# start of STORED ROWS

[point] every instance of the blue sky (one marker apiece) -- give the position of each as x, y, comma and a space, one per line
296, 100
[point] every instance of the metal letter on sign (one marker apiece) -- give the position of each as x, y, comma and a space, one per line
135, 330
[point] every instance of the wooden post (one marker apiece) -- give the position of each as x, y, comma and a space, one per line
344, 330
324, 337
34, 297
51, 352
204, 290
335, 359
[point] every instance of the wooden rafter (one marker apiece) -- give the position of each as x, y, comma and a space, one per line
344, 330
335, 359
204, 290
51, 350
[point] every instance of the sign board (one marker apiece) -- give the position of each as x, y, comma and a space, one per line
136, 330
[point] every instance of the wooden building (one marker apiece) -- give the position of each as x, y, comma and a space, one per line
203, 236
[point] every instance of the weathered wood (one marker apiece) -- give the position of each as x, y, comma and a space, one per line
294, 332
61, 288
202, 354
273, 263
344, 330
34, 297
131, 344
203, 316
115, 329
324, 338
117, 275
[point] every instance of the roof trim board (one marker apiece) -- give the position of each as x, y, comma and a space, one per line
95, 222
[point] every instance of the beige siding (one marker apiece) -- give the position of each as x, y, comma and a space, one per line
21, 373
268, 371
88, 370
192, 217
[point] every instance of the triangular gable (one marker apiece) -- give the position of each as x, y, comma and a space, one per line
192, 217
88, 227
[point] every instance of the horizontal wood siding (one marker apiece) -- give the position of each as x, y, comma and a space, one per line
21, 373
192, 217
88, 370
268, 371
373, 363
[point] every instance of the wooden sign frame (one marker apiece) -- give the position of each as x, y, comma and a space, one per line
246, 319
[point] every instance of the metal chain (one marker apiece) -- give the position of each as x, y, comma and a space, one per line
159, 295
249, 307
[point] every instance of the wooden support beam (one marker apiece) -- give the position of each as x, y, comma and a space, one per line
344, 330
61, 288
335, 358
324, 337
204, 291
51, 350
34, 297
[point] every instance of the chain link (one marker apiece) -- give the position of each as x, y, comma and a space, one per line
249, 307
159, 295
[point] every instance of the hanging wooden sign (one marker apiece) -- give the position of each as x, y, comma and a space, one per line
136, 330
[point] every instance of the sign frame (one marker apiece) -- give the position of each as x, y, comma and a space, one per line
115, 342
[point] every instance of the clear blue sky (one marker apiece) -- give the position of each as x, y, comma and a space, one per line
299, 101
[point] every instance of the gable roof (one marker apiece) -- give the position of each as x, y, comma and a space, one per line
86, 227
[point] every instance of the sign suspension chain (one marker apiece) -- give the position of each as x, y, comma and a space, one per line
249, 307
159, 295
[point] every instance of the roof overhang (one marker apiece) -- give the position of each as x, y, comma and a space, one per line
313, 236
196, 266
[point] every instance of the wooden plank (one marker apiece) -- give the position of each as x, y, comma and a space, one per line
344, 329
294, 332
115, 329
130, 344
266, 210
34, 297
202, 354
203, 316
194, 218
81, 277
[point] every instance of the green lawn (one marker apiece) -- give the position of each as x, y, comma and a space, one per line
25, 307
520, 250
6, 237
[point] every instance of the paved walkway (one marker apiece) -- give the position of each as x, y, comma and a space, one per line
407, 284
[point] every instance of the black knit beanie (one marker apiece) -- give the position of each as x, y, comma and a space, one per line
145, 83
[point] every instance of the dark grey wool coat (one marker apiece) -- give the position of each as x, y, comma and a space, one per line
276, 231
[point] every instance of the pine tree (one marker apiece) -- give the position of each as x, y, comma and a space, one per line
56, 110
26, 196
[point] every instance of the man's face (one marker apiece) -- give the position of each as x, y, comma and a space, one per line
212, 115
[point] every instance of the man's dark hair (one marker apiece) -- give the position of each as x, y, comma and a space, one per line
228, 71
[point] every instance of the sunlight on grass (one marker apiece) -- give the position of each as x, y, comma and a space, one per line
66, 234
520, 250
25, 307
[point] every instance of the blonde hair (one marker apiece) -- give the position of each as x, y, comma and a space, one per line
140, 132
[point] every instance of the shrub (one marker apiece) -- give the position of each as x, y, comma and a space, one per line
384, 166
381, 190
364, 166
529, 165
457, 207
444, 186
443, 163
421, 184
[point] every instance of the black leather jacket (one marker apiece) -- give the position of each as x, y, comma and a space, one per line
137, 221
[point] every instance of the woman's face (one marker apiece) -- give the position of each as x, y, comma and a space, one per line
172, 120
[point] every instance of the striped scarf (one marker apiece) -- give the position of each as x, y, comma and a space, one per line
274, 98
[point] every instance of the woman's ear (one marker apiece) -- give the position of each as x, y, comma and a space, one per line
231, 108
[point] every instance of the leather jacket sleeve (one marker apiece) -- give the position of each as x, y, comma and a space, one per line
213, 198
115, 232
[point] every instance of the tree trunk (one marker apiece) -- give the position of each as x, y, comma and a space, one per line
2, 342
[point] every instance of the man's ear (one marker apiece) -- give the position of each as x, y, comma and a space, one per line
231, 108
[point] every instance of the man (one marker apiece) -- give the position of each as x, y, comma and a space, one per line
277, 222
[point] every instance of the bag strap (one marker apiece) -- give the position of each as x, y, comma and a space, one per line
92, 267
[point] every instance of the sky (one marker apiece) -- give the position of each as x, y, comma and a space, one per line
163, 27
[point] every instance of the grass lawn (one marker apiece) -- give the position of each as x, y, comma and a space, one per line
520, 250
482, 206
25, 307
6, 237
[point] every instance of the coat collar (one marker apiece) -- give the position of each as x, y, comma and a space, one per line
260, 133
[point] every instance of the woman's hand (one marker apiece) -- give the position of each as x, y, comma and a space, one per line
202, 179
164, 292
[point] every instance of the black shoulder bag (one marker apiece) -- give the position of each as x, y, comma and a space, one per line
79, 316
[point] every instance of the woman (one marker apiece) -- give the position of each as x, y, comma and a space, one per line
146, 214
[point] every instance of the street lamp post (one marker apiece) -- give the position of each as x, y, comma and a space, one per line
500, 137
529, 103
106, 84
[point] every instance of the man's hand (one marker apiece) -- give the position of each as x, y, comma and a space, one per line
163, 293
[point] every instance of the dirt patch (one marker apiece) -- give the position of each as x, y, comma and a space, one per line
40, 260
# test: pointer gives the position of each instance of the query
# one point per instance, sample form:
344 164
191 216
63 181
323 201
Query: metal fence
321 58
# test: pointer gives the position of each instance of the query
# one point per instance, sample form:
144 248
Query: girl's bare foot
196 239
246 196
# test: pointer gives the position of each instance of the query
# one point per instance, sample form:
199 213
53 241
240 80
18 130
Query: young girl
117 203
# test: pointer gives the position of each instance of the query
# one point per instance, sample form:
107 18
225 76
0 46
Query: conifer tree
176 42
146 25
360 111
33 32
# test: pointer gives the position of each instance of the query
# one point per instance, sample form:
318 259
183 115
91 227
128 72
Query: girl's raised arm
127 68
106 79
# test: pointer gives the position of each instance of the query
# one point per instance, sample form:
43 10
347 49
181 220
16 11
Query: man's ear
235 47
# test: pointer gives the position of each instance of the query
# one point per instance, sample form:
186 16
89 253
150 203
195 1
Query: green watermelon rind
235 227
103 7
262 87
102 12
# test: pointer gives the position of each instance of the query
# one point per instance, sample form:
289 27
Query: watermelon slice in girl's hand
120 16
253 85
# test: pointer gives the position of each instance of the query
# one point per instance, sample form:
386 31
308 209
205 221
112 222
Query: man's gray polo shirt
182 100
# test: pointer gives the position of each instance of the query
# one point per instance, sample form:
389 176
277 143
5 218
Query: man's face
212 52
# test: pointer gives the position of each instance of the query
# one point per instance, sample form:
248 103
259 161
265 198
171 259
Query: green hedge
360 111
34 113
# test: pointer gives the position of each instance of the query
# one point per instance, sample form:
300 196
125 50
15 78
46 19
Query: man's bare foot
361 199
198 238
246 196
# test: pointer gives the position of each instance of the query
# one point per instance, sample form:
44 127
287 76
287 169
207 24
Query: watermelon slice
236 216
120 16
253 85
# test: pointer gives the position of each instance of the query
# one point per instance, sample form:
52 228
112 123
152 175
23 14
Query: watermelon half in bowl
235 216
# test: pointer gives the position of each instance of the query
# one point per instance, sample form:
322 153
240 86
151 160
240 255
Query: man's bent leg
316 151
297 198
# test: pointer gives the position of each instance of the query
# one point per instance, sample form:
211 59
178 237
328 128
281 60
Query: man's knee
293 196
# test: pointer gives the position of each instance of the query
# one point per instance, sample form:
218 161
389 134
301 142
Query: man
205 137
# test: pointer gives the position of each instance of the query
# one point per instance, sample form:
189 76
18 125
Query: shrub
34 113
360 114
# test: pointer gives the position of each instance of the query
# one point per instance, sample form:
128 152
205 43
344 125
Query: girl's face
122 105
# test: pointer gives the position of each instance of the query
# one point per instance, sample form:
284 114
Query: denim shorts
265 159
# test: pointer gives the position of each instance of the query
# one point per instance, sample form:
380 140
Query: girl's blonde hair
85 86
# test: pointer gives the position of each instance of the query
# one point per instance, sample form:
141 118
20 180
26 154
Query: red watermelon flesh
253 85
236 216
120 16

# end of STORED ROWS

### EXERCISE REQUIREMENTS:
List every line of the records that contains the string "girl". Case counts.

### FINAL RESULT:
Query: girl's bare foot
Query: young girl
Query: girl's raised arm
Query: watermelon slice in girl's hand
Query: girl's face
Query: girl's blonde hair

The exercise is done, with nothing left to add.